与えられた依頼 1: エントリーのうち「Target: man's short dark hair」を含む行から最後の行までを、1行につき1つの文字列とするJSONリストにまとめてください。空行は除きます。

***

『悪人』吉田修一
🙍♀️あらすじ🙍♂️
小説、映画ともに大ヒットした不朽の名作。
福岡市内に暮らす保険外交員の石橋佳乃が、
出会い系サイトで知り合った土木作業員に殺害された。
二人が本当に会いたかった相手は誰なのか?
佐賀市内に双子の妹と暮らす馬込光代もまた、何もない平凡な生活から逃れるため、携帯サイトにアクセスする。
そこで運命の相手と確信できる男に出会えた光代だったが、彼は殺人を犯していた。
彼女は自首しようとする男を止め、一緒にいたいと強く願う。
光代を駆り立てるものは何か?
その一方で、被害者と加害者に向けられた悪意と戦う家族たちがいた。
悪人とはいったい誰なのか?
事件の果てに明かされる、殺意の奥にあるものは?
毎日出版文化賞と大佛次郎賞受賞した著者の代表作。─Amazon概要より
🙍♀️感想🙍♂️
ときどき自分が誰かわからなくなることはありませんか?

***

与えられた依頼 2: 本文によると、石橋佳乃の職業は何ですか？

(領域アウトラインのエントリー)
***

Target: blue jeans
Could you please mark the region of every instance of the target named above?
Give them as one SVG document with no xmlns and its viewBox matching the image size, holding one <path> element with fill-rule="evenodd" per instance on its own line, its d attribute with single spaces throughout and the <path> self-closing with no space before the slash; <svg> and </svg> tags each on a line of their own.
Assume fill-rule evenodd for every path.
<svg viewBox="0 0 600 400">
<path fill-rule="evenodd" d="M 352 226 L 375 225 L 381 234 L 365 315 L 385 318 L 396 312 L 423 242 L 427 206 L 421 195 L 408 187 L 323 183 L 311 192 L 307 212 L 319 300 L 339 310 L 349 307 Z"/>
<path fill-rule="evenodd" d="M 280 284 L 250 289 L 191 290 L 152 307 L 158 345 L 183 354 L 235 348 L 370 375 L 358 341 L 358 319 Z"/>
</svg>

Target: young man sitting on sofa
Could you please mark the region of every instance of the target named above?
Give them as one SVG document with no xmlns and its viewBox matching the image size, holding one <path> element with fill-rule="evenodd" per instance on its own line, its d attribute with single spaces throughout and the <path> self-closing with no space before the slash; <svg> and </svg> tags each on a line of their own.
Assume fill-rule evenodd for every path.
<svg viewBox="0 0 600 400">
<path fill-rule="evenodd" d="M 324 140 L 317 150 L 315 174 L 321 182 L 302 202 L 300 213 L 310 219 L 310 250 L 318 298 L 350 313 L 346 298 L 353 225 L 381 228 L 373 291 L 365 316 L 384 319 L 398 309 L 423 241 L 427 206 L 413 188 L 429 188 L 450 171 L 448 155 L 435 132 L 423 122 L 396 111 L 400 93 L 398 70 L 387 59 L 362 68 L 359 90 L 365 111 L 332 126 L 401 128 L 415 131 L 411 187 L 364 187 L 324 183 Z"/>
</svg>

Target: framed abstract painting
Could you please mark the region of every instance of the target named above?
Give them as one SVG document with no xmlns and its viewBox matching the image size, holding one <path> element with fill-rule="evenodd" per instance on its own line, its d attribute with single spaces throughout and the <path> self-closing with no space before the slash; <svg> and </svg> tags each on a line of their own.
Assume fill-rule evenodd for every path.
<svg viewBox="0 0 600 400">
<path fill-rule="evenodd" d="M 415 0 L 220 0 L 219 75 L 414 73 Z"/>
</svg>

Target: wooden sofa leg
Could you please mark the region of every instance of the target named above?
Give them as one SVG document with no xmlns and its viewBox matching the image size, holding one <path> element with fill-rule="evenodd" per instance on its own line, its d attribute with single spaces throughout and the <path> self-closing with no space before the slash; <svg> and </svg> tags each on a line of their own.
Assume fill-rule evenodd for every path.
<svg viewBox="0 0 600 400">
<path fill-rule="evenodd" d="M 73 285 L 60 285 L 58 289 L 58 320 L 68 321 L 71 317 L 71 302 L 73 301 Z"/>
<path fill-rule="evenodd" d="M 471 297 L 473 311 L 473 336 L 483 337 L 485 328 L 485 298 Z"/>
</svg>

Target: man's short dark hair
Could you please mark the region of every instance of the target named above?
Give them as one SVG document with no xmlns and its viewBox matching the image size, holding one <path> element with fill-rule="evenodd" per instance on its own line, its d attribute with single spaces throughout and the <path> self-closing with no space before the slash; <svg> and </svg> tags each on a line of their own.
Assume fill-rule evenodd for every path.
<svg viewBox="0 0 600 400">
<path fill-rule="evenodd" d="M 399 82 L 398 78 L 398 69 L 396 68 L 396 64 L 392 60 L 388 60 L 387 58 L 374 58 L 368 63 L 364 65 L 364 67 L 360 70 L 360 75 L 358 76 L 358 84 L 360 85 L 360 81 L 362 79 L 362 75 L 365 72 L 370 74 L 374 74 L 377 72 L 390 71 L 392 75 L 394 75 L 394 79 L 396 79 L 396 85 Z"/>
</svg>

***

出力 1:
[
  "Target: man's short dark hair",
  "Could you please mark the region of every instance of the target named above?",
  "Give them as one SVG document with no xmlns and its viewBox matching the image size, holding one <path> element with fill-rule=\"evenodd\" per instance on its own line, its d attribute with single spaces throughout and the <path> self-closing with no space before the slash; <svg> and </svg> tags each on a line of their own.",
  "Assume fill-rule evenodd for every path.",
  "<svg viewBox=\"0 0 600 400\">",
  "<path fill-rule=\"evenodd\" d=\"M 399 82 L 398 78 L 398 69 L 396 68 L 396 64 L 392 60 L 388 60 L 387 58 L 374 58 L 368 63 L 364 65 L 364 67 L 360 70 L 360 75 L 358 76 L 358 84 L 360 85 L 360 81 L 362 79 L 362 75 L 365 72 L 370 74 L 374 74 L 377 72 L 390 71 L 392 75 L 394 75 L 394 79 L 396 79 L 396 85 Z\"/>",
  "</svg>"
]

出力 2: 保険外交員です。